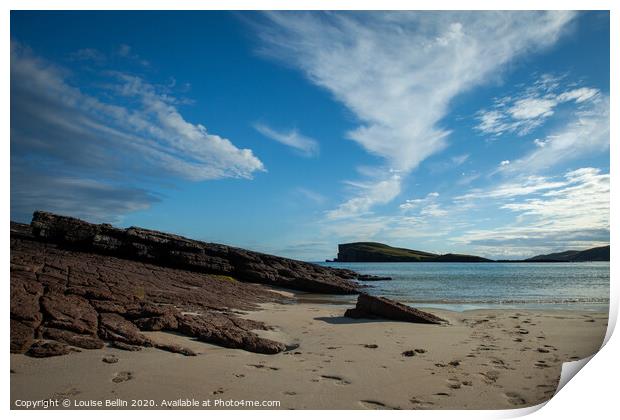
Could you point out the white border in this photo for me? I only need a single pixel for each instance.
(593, 394)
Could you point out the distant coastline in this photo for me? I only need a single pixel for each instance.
(377, 252)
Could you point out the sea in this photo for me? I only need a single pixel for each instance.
(582, 286)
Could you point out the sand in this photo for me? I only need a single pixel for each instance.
(485, 359)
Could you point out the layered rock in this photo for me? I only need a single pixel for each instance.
(63, 300)
(379, 307)
(176, 251)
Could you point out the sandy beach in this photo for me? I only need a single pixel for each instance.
(484, 359)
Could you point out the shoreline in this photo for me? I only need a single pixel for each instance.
(485, 359)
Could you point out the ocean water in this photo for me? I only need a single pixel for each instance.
(464, 286)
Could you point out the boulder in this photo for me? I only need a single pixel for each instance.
(49, 349)
(176, 251)
(114, 327)
(69, 337)
(379, 307)
(221, 330)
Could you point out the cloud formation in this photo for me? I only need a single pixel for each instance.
(293, 138)
(551, 213)
(137, 134)
(399, 72)
(529, 109)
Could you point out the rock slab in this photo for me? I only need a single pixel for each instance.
(379, 307)
(178, 252)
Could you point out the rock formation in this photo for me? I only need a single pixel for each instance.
(379, 307)
(63, 300)
(176, 251)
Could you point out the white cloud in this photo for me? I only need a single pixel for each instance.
(587, 134)
(368, 194)
(530, 108)
(60, 130)
(313, 196)
(306, 145)
(460, 159)
(550, 214)
(521, 187)
(398, 72)
(417, 202)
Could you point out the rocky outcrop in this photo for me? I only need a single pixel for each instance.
(63, 300)
(377, 252)
(176, 251)
(379, 307)
(370, 277)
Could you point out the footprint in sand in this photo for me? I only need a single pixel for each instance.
(122, 377)
(374, 405)
(419, 404)
(490, 377)
(337, 379)
(442, 394)
(514, 398)
(71, 392)
(261, 366)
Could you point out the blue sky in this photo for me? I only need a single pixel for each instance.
(288, 133)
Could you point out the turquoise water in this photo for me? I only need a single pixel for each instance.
(462, 286)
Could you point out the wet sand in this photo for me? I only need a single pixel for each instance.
(484, 359)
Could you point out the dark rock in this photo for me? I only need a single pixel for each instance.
(380, 307)
(369, 277)
(114, 327)
(69, 312)
(22, 336)
(176, 251)
(49, 349)
(223, 331)
(84, 299)
(124, 346)
(69, 337)
(25, 295)
(173, 348)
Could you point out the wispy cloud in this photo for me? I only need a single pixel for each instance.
(529, 109)
(368, 194)
(58, 128)
(311, 195)
(292, 138)
(572, 211)
(398, 72)
(587, 133)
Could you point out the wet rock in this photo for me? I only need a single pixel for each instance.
(380, 307)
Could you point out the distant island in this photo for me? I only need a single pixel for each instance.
(378, 252)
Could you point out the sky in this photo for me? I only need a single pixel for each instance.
(484, 133)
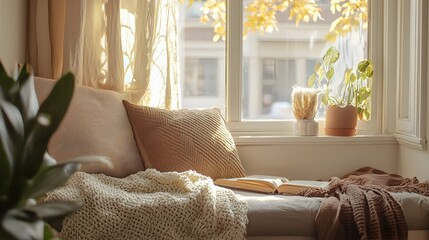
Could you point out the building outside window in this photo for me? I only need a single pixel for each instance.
(272, 62)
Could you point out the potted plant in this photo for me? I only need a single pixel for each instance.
(27, 172)
(352, 102)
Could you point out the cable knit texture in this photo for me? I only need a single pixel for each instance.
(151, 205)
(185, 139)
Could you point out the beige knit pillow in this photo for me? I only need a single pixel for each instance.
(187, 139)
(96, 123)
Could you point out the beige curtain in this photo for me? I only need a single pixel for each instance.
(128, 46)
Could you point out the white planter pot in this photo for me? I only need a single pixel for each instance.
(306, 128)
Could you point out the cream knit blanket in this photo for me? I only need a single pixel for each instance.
(151, 205)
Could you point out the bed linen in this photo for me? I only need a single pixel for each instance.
(280, 215)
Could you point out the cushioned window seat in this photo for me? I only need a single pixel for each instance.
(279, 215)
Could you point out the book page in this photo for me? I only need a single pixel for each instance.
(264, 179)
(296, 186)
(260, 183)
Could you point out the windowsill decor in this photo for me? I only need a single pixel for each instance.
(353, 99)
(304, 102)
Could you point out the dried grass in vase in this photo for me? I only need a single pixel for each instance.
(304, 103)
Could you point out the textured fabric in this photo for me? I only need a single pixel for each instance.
(96, 124)
(124, 46)
(181, 140)
(362, 205)
(151, 205)
(282, 215)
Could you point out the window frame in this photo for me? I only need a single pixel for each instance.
(234, 53)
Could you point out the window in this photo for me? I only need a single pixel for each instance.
(259, 96)
(201, 77)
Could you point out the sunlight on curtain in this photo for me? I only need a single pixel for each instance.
(128, 46)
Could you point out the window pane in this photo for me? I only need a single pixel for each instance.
(274, 62)
(202, 60)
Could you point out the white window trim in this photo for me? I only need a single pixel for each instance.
(234, 50)
(411, 28)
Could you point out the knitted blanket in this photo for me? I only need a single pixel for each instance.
(151, 205)
(359, 205)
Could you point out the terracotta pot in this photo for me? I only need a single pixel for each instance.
(341, 121)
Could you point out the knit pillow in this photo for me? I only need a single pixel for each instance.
(96, 123)
(187, 139)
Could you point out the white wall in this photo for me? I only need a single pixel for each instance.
(12, 32)
(413, 162)
(317, 161)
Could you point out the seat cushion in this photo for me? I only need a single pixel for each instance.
(96, 124)
(186, 139)
(281, 215)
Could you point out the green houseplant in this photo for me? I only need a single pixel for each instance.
(353, 96)
(27, 172)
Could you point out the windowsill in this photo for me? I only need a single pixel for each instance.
(303, 140)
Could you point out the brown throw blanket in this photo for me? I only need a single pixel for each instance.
(359, 206)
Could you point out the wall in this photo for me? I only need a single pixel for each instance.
(413, 162)
(12, 32)
(317, 160)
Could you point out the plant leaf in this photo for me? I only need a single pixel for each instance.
(13, 120)
(317, 67)
(27, 100)
(364, 93)
(23, 224)
(7, 152)
(7, 84)
(54, 209)
(325, 99)
(53, 109)
(50, 178)
(330, 73)
(352, 78)
(311, 80)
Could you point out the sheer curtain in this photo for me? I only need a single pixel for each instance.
(129, 46)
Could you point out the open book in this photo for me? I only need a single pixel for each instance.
(270, 184)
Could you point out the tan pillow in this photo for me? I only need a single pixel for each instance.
(96, 124)
(187, 139)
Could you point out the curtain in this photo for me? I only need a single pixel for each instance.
(129, 46)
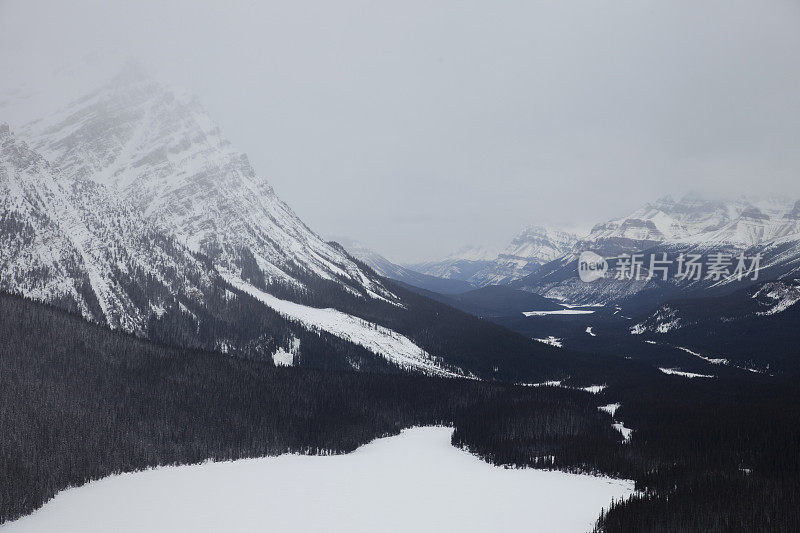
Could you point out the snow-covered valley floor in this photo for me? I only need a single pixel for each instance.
(415, 481)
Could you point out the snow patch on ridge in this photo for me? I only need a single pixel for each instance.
(382, 341)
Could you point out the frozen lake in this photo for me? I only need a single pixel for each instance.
(413, 482)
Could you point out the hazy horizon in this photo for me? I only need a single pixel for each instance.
(416, 129)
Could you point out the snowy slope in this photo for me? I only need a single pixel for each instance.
(531, 248)
(72, 242)
(691, 225)
(463, 264)
(382, 341)
(415, 481)
(390, 270)
(160, 150)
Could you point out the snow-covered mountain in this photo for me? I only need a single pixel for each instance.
(696, 221)
(481, 266)
(463, 264)
(531, 248)
(391, 270)
(159, 150)
(129, 207)
(73, 242)
(691, 225)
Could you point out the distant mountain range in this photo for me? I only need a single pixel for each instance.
(691, 225)
(388, 269)
(527, 251)
(129, 207)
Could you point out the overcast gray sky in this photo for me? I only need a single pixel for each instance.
(416, 127)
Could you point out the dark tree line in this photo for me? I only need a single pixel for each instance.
(80, 402)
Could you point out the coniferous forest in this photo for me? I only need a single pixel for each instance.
(81, 402)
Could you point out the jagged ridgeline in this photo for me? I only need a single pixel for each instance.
(130, 208)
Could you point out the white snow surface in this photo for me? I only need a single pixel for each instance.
(552, 341)
(558, 312)
(382, 341)
(415, 481)
(626, 432)
(159, 150)
(284, 357)
(610, 408)
(676, 372)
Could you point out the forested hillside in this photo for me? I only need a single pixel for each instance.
(81, 402)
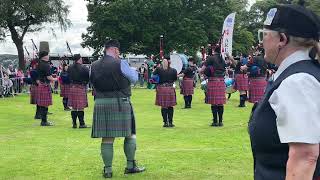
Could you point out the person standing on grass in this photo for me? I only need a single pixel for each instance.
(214, 70)
(142, 70)
(187, 85)
(241, 78)
(77, 97)
(113, 114)
(34, 75)
(44, 96)
(284, 126)
(257, 70)
(64, 86)
(165, 92)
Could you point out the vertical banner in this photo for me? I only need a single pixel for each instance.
(161, 47)
(227, 35)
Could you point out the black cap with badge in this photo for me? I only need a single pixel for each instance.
(293, 20)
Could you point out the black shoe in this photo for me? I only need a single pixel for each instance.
(107, 174)
(83, 126)
(67, 109)
(135, 169)
(37, 117)
(171, 125)
(214, 124)
(48, 123)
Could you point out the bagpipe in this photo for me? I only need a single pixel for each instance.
(64, 78)
(155, 79)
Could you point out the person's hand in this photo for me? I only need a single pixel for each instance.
(244, 67)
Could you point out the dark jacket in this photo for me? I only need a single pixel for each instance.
(108, 80)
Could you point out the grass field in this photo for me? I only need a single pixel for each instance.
(191, 150)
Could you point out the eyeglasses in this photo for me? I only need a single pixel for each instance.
(262, 33)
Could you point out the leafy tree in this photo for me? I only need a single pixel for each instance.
(18, 17)
(138, 24)
(259, 10)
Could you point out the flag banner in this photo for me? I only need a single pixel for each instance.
(227, 35)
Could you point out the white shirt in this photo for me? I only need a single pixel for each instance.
(296, 103)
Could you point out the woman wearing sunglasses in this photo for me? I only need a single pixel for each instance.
(285, 125)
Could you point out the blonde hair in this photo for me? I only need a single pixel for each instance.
(165, 64)
(307, 43)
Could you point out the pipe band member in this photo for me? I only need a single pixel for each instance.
(284, 125)
(44, 96)
(214, 69)
(113, 114)
(165, 92)
(77, 97)
(188, 83)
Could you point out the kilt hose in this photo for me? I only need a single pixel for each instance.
(113, 117)
(33, 94)
(77, 97)
(242, 82)
(165, 96)
(64, 90)
(187, 87)
(257, 88)
(44, 96)
(216, 91)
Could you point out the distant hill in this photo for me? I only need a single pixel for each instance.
(7, 59)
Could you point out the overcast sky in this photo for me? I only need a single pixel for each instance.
(78, 16)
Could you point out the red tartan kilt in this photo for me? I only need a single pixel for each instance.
(242, 82)
(93, 92)
(44, 96)
(216, 91)
(64, 90)
(33, 94)
(187, 87)
(257, 87)
(77, 98)
(166, 96)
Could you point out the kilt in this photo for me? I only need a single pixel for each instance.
(77, 97)
(33, 94)
(187, 87)
(257, 87)
(242, 82)
(44, 96)
(216, 91)
(113, 117)
(64, 90)
(166, 96)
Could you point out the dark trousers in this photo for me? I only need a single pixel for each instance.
(79, 115)
(217, 111)
(167, 115)
(187, 101)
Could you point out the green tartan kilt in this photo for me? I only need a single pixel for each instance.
(113, 117)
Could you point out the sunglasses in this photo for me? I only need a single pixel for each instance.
(262, 33)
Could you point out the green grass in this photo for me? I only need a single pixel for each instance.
(191, 150)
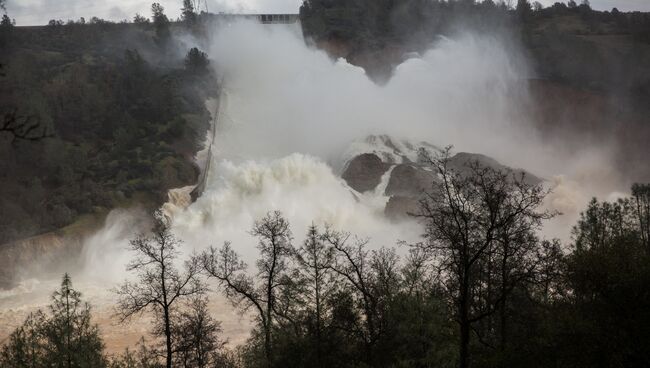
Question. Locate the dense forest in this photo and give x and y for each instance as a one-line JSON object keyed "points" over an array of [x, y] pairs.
{"points": [[95, 114]]}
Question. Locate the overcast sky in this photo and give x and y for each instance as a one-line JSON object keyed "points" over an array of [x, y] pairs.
{"points": [[34, 12]]}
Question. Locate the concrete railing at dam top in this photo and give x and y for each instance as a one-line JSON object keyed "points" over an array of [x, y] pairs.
{"points": [[262, 18]]}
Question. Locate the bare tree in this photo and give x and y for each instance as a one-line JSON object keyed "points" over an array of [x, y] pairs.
{"points": [[259, 292], [160, 287], [480, 229], [198, 344], [641, 199], [352, 263], [315, 260]]}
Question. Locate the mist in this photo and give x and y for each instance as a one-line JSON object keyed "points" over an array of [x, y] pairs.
{"points": [[289, 120]]}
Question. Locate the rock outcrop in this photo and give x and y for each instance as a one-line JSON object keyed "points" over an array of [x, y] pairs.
{"points": [[409, 176], [364, 172]]}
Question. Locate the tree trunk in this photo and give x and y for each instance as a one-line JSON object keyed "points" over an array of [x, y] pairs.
{"points": [[168, 338], [464, 322], [267, 343]]}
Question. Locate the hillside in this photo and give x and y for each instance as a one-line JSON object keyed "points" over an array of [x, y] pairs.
{"points": [[117, 114]]}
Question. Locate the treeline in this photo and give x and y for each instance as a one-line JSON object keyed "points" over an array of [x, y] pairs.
{"points": [[93, 115], [481, 289], [373, 24]]}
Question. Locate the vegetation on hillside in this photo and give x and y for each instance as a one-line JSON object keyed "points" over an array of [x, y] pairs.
{"points": [[93, 113]]}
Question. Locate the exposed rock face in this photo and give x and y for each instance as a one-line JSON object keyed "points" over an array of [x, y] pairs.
{"points": [[409, 180], [409, 177], [364, 172], [399, 207]]}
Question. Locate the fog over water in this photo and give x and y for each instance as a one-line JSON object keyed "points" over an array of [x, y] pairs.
{"points": [[290, 114]]}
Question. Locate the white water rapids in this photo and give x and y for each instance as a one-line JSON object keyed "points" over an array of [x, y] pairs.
{"points": [[288, 115]]}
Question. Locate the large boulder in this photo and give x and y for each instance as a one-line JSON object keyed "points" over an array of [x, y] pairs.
{"points": [[363, 173], [400, 207], [409, 180]]}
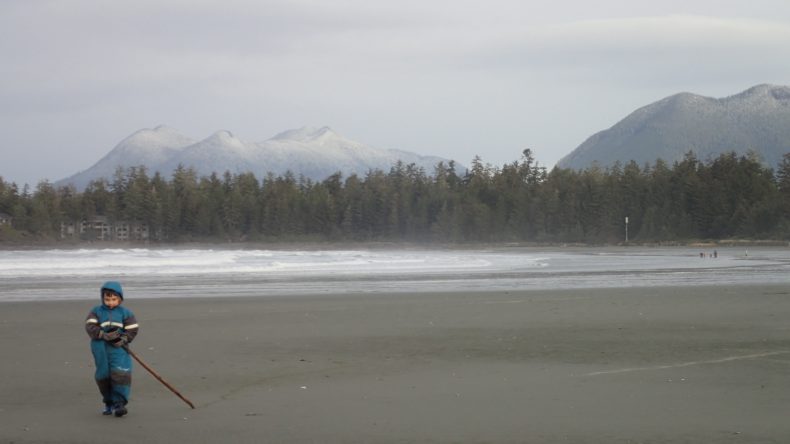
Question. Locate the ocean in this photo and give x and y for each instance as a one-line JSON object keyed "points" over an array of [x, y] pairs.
{"points": [[56, 274]]}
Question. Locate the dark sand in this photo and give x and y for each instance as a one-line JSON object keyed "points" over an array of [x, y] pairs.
{"points": [[639, 365]]}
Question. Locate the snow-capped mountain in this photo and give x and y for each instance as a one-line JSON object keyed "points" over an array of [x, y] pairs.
{"points": [[314, 153], [757, 119]]}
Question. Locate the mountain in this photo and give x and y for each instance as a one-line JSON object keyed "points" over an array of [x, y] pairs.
{"points": [[757, 119], [315, 153]]}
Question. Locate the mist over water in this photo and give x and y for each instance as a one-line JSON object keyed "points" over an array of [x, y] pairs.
{"points": [[152, 273]]}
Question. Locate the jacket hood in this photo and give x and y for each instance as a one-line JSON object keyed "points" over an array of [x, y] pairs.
{"points": [[113, 286]]}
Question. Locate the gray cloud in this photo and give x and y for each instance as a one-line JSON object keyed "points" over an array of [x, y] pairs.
{"points": [[448, 78]]}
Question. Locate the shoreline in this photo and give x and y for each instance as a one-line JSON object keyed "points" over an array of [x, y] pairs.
{"points": [[655, 364], [379, 245]]}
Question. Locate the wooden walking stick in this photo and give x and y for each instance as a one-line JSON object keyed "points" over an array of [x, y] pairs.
{"points": [[155, 375]]}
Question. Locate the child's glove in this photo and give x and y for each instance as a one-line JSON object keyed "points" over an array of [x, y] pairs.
{"points": [[110, 336]]}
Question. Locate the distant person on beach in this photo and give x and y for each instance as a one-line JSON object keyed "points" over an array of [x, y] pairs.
{"points": [[110, 327]]}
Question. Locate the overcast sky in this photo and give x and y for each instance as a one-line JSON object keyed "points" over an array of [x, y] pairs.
{"points": [[453, 78]]}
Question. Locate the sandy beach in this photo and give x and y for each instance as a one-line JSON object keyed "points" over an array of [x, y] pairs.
{"points": [[647, 365]]}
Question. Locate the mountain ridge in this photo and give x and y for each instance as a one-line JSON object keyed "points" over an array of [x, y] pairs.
{"points": [[757, 119], [315, 153]]}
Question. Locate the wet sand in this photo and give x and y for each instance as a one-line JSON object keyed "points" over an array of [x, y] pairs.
{"points": [[637, 365]]}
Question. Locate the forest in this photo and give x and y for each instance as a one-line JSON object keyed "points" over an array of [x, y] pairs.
{"points": [[728, 197]]}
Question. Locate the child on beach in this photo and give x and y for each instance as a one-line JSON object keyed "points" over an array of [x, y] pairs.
{"points": [[110, 327]]}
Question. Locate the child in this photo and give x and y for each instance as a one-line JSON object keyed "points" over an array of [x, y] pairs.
{"points": [[111, 327]]}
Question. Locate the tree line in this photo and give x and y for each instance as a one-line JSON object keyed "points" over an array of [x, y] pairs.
{"points": [[728, 197]]}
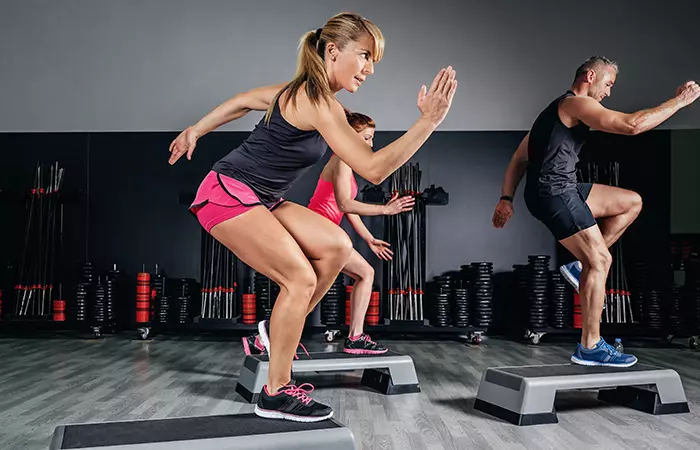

********************

## Exercise
Reproduce the records word for word, starting at the line that contains "Question. Locate the child in" and ending at the end of the records. Leave any pictures out of your answer.

## Result
Question. Locate the child in this photo and give x and y for each instance as a one-line JSON object keyed "points" over an array of [x, y] pairs.
{"points": [[111, 327]]}
Question. Locate the tree line in this photo and give x and y for each instance as a one-line JSON object keyed "points" over an array of [x, y] pairs.
{"points": [[728, 197]]}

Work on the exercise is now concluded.